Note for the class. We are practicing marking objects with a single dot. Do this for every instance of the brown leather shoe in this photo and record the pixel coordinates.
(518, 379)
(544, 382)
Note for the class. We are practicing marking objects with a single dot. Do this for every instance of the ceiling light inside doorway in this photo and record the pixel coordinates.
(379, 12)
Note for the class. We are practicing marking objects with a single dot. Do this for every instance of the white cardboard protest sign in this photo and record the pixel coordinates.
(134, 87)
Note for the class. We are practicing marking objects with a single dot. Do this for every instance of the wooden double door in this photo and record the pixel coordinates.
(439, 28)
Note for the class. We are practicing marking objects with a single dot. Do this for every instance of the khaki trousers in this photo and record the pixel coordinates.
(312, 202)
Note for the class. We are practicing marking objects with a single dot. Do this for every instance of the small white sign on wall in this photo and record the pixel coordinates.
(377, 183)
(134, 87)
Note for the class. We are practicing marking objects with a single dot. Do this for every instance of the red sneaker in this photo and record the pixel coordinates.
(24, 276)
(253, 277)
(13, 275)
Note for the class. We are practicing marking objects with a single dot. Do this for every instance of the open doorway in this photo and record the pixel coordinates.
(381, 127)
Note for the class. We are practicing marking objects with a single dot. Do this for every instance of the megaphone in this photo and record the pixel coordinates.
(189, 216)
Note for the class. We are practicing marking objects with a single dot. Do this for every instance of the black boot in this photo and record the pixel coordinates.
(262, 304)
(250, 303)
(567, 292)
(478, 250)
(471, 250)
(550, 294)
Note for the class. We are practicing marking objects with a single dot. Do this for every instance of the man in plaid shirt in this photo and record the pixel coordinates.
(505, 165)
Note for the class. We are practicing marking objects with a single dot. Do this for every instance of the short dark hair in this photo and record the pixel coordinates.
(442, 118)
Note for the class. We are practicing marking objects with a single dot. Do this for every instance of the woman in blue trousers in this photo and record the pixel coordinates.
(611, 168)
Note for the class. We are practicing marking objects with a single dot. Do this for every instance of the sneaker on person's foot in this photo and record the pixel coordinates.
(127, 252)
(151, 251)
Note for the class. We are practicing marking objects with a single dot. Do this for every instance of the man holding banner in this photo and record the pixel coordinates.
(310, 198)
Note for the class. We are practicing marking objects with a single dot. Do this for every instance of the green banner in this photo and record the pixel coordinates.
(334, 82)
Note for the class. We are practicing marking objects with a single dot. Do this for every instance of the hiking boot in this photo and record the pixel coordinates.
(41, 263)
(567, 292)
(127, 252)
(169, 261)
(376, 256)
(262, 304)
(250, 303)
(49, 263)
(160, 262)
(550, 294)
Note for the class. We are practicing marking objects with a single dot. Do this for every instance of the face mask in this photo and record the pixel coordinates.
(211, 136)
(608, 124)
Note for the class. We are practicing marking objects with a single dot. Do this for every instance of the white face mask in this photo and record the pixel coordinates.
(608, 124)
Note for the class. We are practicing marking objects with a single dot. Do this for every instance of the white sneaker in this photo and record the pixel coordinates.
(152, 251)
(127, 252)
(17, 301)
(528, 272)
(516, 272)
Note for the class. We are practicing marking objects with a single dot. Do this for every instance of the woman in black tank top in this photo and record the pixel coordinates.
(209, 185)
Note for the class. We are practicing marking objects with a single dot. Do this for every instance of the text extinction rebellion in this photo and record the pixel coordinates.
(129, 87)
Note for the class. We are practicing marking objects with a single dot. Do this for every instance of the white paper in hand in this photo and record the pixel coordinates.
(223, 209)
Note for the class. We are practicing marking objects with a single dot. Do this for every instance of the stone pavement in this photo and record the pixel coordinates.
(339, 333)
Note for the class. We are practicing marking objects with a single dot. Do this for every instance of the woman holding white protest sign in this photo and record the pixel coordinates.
....
In full and without change, transcribe the data above.

Note for the class. We are practicing marking objects with a single dot. Do this for every instance of the brown leather shoe in this photo and record the pixel coordinates.
(518, 379)
(544, 382)
Note for the class. We are practicing marking objects with a single dot. Do this for every instance of the ceiling light inside doorway in this photo and record the pixel coordinates.
(379, 12)
Note for the class. We are practicing marking objects with a single dot. Do this for every instance of the white cardboard protest sign in this photo and record the pixel coordinates.
(134, 87)
Note for the class. We are practicing marking objects with a single dot. Do this for every instance of the wooden double door in this photo and record the pixel coordinates.
(439, 28)
Note for the class. We are practicing marking objects with a single dot. Do this for every instance of the khaki trousers in this photo and record the pixel coordinates.
(312, 202)
Note for the class. We are practicing marking objects with a single dot. Do this for every instance of the small white sign on wall in this photo and record the pixel coordinates.
(377, 183)
(134, 87)
Note for the class. We are practicing marking objects with a single dot. Do this for every instance of the red sneaker in this photo and record the pixel coordinates.
(24, 276)
(253, 277)
(13, 275)
Note for the class. We are practicing marking objects with a single dot. Do this for every instance of the open doorway in this photo and record the pixel coordinates.
(381, 127)
Note for the class. We are practicing marking objects with a single dot. Do this for every instance of the megaphone in this photo and record the pixel coordinates.
(189, 216)
Note for the class. We are practicing marking objects with a single dot. Do this for every instance of the black boot in this photo and record the pixel coordinates.
(262, 304)
(250, 303)
(567, 292)
(478, 250)
(471, 250)
(550, 294)
Note for the class. We are practicing marking objects with a single dot. Do this for every instance of the man in plaid shirt in this photo and record the pixel coordinates.
(505, 165)
Note for the class. We are practicing marking objects with a single dot. Do this for every instance of the short dark hair in this photo and record the pixel coordinates.
(442, 118)
Note for the class. We are practicing marking objects with a single dot. Do this for every instance of the woman in blue trousers in this photo and record the pixel coordinates.
(611, 168)
Note for the class. We are practicing marking objects with a single dot. Do this for every instance of the sneaker on person's foot in this photo and record the pixel coordinates.
(127, 252)
(151, 251)
Note for the class. We are practicing marking objects with a single dot. Do this for every instance of the man holding banner in this photo and record the pixel coordinates.
(310, 198)
Note for the class. We are practicing marking objects with a single dot. Do this for every instance of the green banner in this photo and record the pixel coordinates.
(334, 82)
Note for the class. We are practicing marking objects with a single dot. Do this for every instance of the hiking boot in this photo and record the pixel coordinates.
(41, 263)
(567, 292)
(127, 252)
(169, 261)
(376, 256)
(262, 304)
(250, 303)
(49, 263)
(160, 262)
(550, 294)
Note for the class. We are practicing marking objects with a single dot. Do this for every instance of the face mask in this photo and record the pixel coordinates.
(211, 136)
(608, 124)
Note for the class. We are practicing marking objects with a single dot. Do this for every instance of the white face mask in this photo and record the pixel coordinates.
(608, 124)
Note for the class. We are practicing marking objects with a single dot. Do this for every instance of the white sneaker in this photo and record the pixel coordinates.
(152, 251)
(127, 252)
(17, 301)
(528, 272)
(516, 272)
Note for the class. We are practicing marking objects with a single dot. Do this for every instance of the woman in black tank top in this photo and record the pixel coordinates.
(209, 185)
Note for the class. We are practicing marking objects with a single dot. Do this for every instance of the text extinction rebellion in this photo and record the pixel coordinates.
(129, 87)
Note for the class. We are practicing marking objects with a single dot. Do this for every instance of the white paper in hand in this photo and record the pixel coordinates.
(223, 209)
Note for the class. We are practicing marking objects with a single dot. Do this for every instance of the stone pavement in this photo and record the pixel coordinates.
(339, 333)
Note for the class. We are practicing marking objects with a single dot. Do this for every instance of the woman holding white protest sign in this photo and record the pixel coordinates.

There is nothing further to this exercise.